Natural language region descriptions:

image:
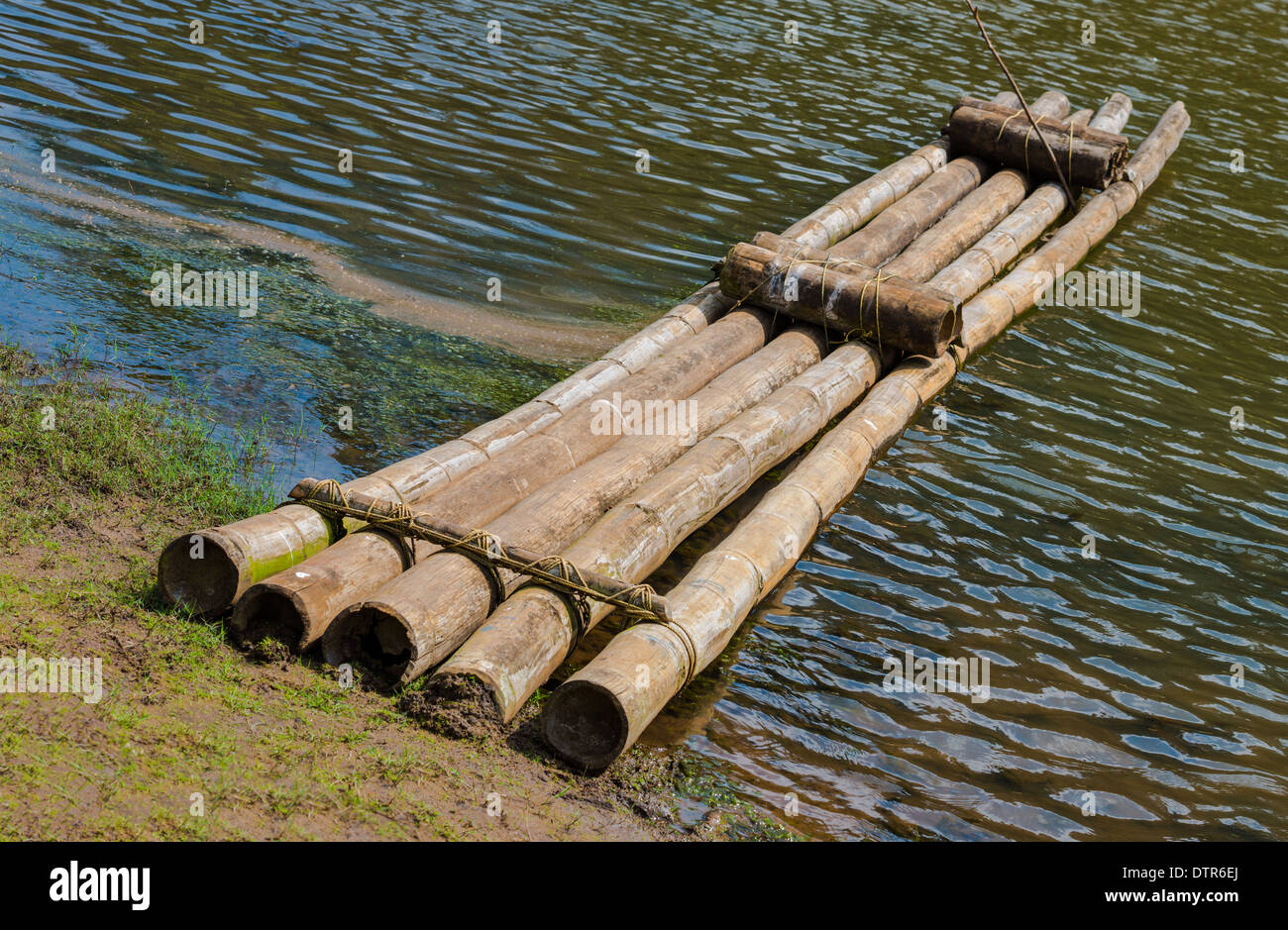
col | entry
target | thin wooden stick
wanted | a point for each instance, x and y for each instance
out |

# [Task details]
Send back every line above exactly, skipping all pictures.

# [Output for this task]
image:
col | entry
target | thin wooden stick
wanted | a point for each instance, x and y for each instance
out |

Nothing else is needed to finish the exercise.